Ariel Diaz – Co-Founder of Boundless

[quote style=”boxed”]Focus. Startups have limited resources, and it’s really important to focus on the right things. [/quote]

Ariel Diaz is an experienced entrepreneur with an incredible passion for improving the educational landscape for generations to come. Before Boundless, Ariel co-founded YouCastr, an online video platform that enabled hundreds of high schools to broadcast and sell live sports and other events to parents and the community. In addition, Diaz founded a consumer web consulting company and worked in management consulting in Boston, Massachusetts.

Diaz holds an A.B., B.E. and Masters of Engineering Management from Dartmouth College, speaks three languages, loves all things orange and serves as President of the Dartmouth Boston Entrepreneur Network.

What are you working on right now?

At Boundless, we’re working to put students back into the heart of learning. We’re using Open Educational Resources (OER) to build the ultimate study and learning platform for students, which includes free online textbook replacements and unbeatable study tools.

We are building on OER to create a product that replaces textbooks and creates a great learning experience for students. I started working on this about two years ago, and after speaking with hundreds of students, building a prototype and testing out the vision, started building the team and bringing on investors. Now we’re off the to the races and excited about changing how students learn.

The new product we launched in early August puts this great content at students’ fingertips. Students can use Boundless from any device, whether they’re on the go and studying with their smartphone or in the library hunkered down with their laptop. The platform also allows students to take notes, highlight specific sentences or paragraphs, easily view keywords and search for concepts instantly.

Where did the idea for Boundless come from?

The textbook market is incredibly broken. Students are forced to spend over $1,000 per year on textbooks that are heavy and obsolete. The textbook industry is one of the few areas in information and content that hasn’t innovated in decades and is still raking in billions of dollars a year.

This frustration motivated the founding of Boundless. We didn’t see a reason students should pay hundreds of dollars a semester on textbooks when the information they need is already freely available. We wanted to build products that students were actually excited to use. We wanted to put students first, not take advantage of them.

——

- WORK TO COMPLETE -
Copy out the Ariel Diaz interview in full, word for word. The rows come from a different source than the Ariel Diaz interview.

- EXTRACTED ENTRIES -
——

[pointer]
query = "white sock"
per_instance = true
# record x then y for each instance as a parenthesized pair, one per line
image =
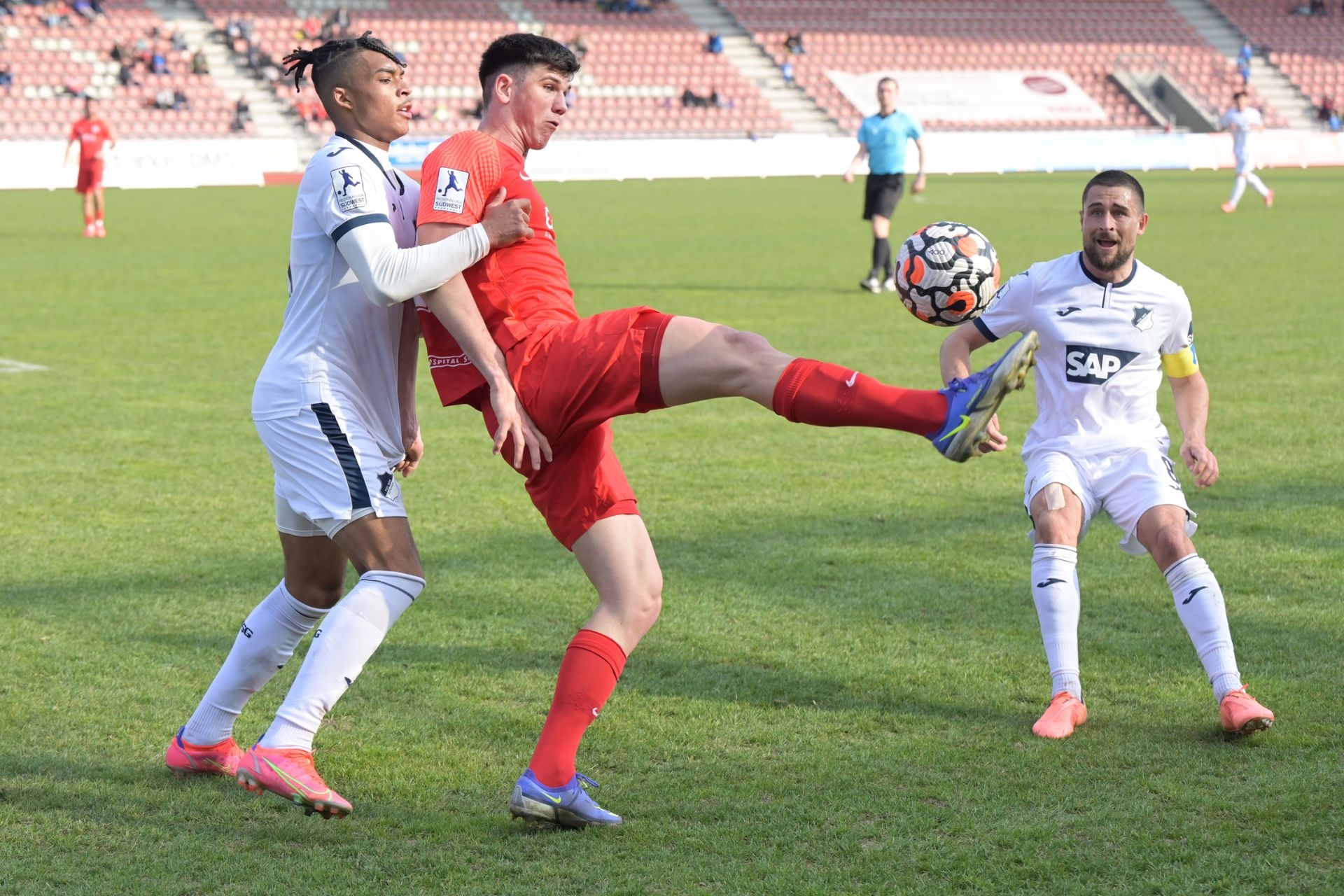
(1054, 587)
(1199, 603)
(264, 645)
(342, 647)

——

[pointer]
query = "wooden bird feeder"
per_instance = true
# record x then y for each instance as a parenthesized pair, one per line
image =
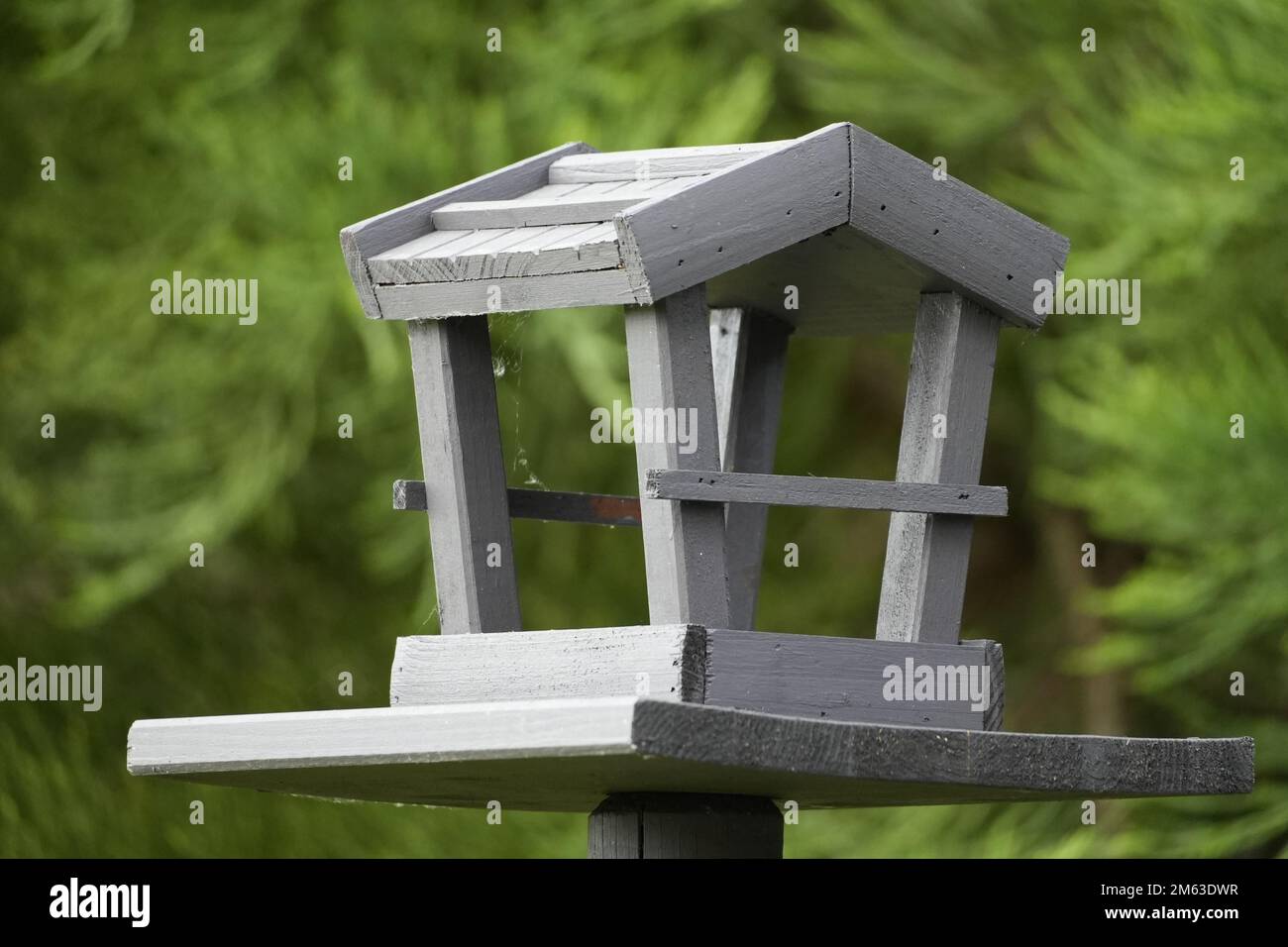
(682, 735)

——

- COMPLETE OUTPUT -
Ariel Diaz – Co-Founder of Boundless

[quote style=”boxed”]Focus. Startups have limited resources, and it’s really important to focus on the right things. [/quote]

Ariel Diaz is an experienced entrepreneur with an incredible passion for improving the educational landscape for generations to come. Before Boundless, Ariel co-founded YouCastr, an online video platform that enabled hundreds of high schools to broadcast and sell live sports and other events to parents and the community. In addition, Diaz founded a consumer web consulting company and worked in management consulting in Boston, Massachusetts.

Diaz holds an A.B., B.E. and Masters of Engineering Management from Dartmouth College, speaks three languages, loves all things orange and serves as President of the Dartmouth Boston Entrepreneur Network.

What are you working on right now?

At Boundless, we’re working to put students back into the heart of learning. We’re using Open Educational Resources (OER) to build the ultimate study and learning platform for students, which includes free online textbook replacements and unbeatable study tools.

We are building on OER to create a product that replaces textbooks and creates a great learning experience for students. I started working on this about two years ago, and after speaking with hundreds of students, building a prototype and testing out the vision, started building the team and bringing on investors. Now we’re off the to the races and excited about changing how students learn.

The new product we launched in early August puts this great content at students’ fingertips. Students can use Boundless from any device, whether they’re on the go and studying with their smartphone or in the library hunkered down with their laptop. The platform also allows students to take notes, highlight specific sentences or paragraphs, easily view keywords and search for concepts instantly.

Where did the idea for Boundless come from?

The textbook market is incredibly broken. Students are forced to spend over $1,000 per year on textbooks that are heavy and obsolete. The textbook industry is one of the few areas in information and content that hasn’t innovated in decades and is still raking in billions of dollars a year.

This frustration motivated the founding of Boundless. We didn’t see a reason students should pay hundreds of dollars a semester on textbooks when the information they need is already freely available. We wanted to build products that students were actually excited to use. We wanted to put students first, not take advantage of them.